RECORDS SHOWN:
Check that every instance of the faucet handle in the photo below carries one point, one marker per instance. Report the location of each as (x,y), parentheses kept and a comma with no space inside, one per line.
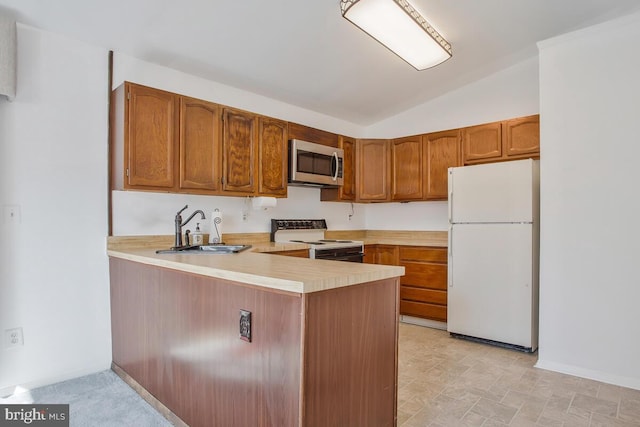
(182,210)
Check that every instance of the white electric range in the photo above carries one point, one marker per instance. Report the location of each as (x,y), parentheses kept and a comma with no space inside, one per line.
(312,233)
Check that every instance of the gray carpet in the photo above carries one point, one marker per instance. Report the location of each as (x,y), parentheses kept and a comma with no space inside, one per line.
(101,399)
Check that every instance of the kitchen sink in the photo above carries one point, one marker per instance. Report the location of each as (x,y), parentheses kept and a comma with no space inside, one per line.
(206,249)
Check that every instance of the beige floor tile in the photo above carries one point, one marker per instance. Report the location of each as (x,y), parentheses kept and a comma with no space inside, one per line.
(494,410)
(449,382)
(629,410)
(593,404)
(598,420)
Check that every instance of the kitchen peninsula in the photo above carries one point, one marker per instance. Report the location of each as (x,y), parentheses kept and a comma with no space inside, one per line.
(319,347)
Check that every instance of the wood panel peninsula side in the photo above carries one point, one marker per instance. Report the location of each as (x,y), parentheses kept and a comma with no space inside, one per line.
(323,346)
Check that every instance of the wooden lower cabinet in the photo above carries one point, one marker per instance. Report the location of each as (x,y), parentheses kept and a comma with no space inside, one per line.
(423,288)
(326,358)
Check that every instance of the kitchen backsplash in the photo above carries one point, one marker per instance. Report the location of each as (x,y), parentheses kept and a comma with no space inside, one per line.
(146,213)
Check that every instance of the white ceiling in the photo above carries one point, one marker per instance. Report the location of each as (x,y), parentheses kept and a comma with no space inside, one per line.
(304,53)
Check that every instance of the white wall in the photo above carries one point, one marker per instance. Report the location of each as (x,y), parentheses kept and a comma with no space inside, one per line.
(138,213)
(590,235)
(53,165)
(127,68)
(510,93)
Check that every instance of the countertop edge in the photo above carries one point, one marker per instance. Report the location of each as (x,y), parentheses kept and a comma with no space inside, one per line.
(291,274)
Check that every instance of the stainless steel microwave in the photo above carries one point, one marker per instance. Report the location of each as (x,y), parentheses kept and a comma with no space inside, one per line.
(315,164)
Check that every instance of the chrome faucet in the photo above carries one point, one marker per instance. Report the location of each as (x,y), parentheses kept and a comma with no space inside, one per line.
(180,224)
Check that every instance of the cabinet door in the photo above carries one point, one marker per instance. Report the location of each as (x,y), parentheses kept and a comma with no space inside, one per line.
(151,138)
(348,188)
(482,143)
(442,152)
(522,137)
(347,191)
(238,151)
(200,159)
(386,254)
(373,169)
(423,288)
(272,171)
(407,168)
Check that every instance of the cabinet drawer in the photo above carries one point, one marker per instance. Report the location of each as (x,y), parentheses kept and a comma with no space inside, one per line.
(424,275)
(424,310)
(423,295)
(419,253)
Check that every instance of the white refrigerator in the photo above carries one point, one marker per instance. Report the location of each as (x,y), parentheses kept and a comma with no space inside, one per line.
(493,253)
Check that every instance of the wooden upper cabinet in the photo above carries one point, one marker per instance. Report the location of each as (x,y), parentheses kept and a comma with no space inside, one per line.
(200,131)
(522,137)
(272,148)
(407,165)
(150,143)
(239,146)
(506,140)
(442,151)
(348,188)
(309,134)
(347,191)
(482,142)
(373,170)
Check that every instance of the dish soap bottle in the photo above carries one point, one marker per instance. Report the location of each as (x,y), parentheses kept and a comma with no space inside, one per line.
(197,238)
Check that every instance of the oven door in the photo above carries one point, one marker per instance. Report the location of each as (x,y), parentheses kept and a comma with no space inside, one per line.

EXERCISE OBJECTIVE:
Reproduce precisely the span of lines that begins at the line containing "Check that every instance of the white refrigerator" and ends with the last line of the listing.

COMPLETE OUTPUT:
Check that every instance of the white refrigerator in the photo above carries one point, one marker per instance. Report the location of each as (x,y), parentheses kept and a comma with no space inside, one per line.
(493,253)
Check that every instance of the wooden upper cabinet in the photo above carries one point, one marker per instance. Report the location of each as (x,y), parentheses kept and a comma with no space inside, one per line.
(200,131)
(522,137)
(272,148)
(407,165)
(150,143)
(239,146)
(506,140)
(442,151)
(348,188)
(309,134)
(347,191)
(482,142)
(373,170)
Check that every instance of the dish soap bottle in the photo above carries one point, one marker per instance. Report the location of each as (x,y), parentheses kept and a comma with no space inside, one per line.
(197,238)
Check that every instance of the oven door in the photo above carries one point, one marker per instance. Report the location of each as (x,y), parentheses kept and a comma with no space inside, one per line.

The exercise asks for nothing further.